DIRECTION A => Summarize the lane closure text in two sentences.

QUOTED TEXT =>
■ ■ ■ ■ ■ ■ ■
The post-jam analysis was released last week by a state assembly committee investigating the scandal. It focused on what would happen if two of the three access lanes reserved for Fort Lee residents were shut down and instead made available to other drivers. Fort Lee, according to the Port Authority, provides about 4.5 percent of George Washington Bridge traffic. The remaining 95 percent or so got to work a little quicker: The 11,592 non-Fort Lee vehicles saved about 5 minutes each during the closure, resulting in about 966 vehicle hours saved. That wasn’t nearly enough to outweigh the cost—Fort Lee traffic resulted in 2,800 vehicle hours of delay. And the analysis noted that even if the traffic queues were half as long, the outcome would still be a net loss. Also, many vehicles sat so long in traffic that they missed peak toll hours, resulting in a revenue loss of $550 a day (or $137,000 over the course of a year).

A review by the Bergen Record found that the actual results may have been even worse than this analysis suggests. Other towns’ residents also use the Fort Lee access ramps, so the closed lanes delayed as much as 25 percent of the bridge’s motorists. But Port Authority political operatives used the 4.5 percent figure to try to convince nearby Republican lawmakers that the study was legitimate and that Fort Lee didn’t need three lanes, according to the Record. An email from former Port Authority official and Christie high school classmate David Wildstein to recently fired Christie aide Bridget Kelly includes talking points for Republican assemblyman Declan O’Scanlon and Jeff Bader, president of a trucking trade group, about how the closures benefited many New Jersey drivers:

Email from Wildstein to Kelly

Although Wildstein and other Christie allies tried to paint the closures as part of a necessary study, some Port Authority employees were suspicious. One general manager wrote in an email before the closure that the study could be done without leaving Fort Lee with only a single lane. He asked, “What is driving this?” Another supervisor replied, “A single toll lane operation invites potential disaster…It seems like we are punishing all for the sake of a few.”

Port Authority supervisor emails

As the Washington Post‘s Wonkblog points out, traffic studies rarely affect traffic at all. Engineers can measure normal traffic, simulate a closure or other change, and plug the numbers into formulas provided by the Institute of Transportation Engineers to yield the likely outcomes. When traffic does need to be altered, agencies typically do limited trial runs with a public review process to minimize the impact.

Moreover, it does not take a traffic engineer to realize that taking two of three lanes away from Fort Lee would lead to long lines and lots of waiting. But the ultimate conclusion of the post-gridlock review was not so definitive: It reads only “TBD.”
■ ■ ■ ■ ■ ■ ■
TASK INPUTS =>
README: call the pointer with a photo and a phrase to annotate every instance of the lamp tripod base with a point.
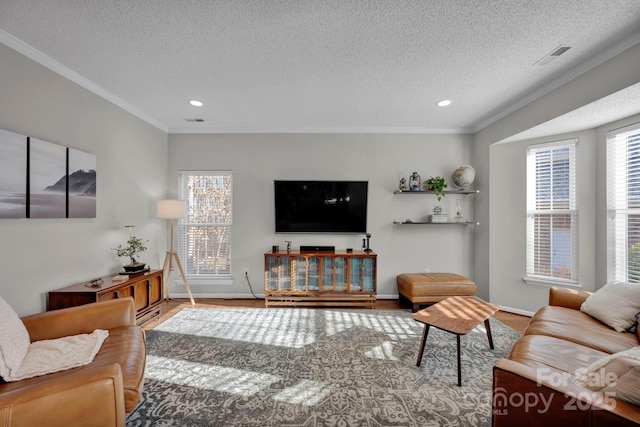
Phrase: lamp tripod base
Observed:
(169, 260)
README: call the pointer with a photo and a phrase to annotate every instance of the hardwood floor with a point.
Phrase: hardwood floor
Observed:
(168, 309)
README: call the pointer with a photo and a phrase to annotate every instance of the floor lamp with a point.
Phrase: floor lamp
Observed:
(173, 209)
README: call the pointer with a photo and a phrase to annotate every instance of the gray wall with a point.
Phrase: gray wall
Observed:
(611, 76)
(258, 159)
(39, 255)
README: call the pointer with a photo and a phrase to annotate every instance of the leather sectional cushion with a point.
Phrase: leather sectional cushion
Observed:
(580, 328)
(615, 305)
(551, 354)
(126, 346)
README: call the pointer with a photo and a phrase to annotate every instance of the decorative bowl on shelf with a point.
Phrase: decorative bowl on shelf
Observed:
(463, 176)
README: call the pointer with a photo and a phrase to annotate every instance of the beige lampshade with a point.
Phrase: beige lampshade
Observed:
(171, 209)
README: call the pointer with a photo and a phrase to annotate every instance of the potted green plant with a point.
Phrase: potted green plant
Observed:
(437, 184)
(132, 248)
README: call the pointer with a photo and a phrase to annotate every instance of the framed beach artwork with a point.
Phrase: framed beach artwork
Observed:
(40, 179)
(13, 175)
(82, 184)
(47, 180)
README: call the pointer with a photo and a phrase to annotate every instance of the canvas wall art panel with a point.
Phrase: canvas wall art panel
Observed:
(82, 184)
(13, 175)
(47, 180)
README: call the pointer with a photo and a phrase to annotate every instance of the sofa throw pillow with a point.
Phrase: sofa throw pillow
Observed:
(615, 305)
(48, 356)
(14, 340)
(617, 375)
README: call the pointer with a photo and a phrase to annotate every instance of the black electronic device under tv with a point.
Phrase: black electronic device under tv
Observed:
(321, 206)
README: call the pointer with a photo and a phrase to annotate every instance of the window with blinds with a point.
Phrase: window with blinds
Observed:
(204, 234)
(623, 204)
(552, 215)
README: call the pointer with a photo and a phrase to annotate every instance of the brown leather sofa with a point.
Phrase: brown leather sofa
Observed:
(101, 393)
(534, 385)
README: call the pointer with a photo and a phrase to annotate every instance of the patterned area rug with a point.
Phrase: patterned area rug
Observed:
■ ■ ■ ■ ■ ■ ■
DIRECTION B => Express the part of the records that opens with the line containing "tv with a point." and runs through the end of the records as a Markdown table with the columns Row and Record line, leaving out blank lines.

SOLUTION A => An analysis released by a state assembly committee found that shutting two of the three access lanes reserved for Fort Lee residents saved other drivers about 966 vehicle hours, far less than the 2,800 vehicle hours of delay for Fort Lee traffic, while also costing toll revenue. Some Port Authority employees were suspicious of the closures, and the review's ultimate conclusion reads only "TBD."

SOLUTION B =>
| Row | Record line |
|---|---|
| 1 | README: call the pointer with a photo and a phrase to annotate every instance of the black electronic device under tv with a point. |
| 2 | Phrase: black electronic device under tv |
| 3 | Observed: |
| 4 | (321, 206) |
| 5 | README: call the pointer with a photo and a phrase to annotate every instance of the window with blinds with a point. |
| 6 | Phrase: window with blinds |
| 7 | Observed: |
| 8 | (204, 234) |
| 9 | (623, 204) |
| 10 | (552, 215) |
| 11 | README: call the pointer with a photo and a phrase to annotate every instance of the brown leather sofa with a point. |
| 12 | Phrase: brown leather sofa |
| 13 | Observed: |
| 14 | (101, 393) |
| 15 | (534, 385) |
| 16 | README: call the pointer with a photo and a phrase to annotate every instance of the patterned area rug with a point. |
| 17 | Phrase: patterned area rug |
| 18 | Observed: |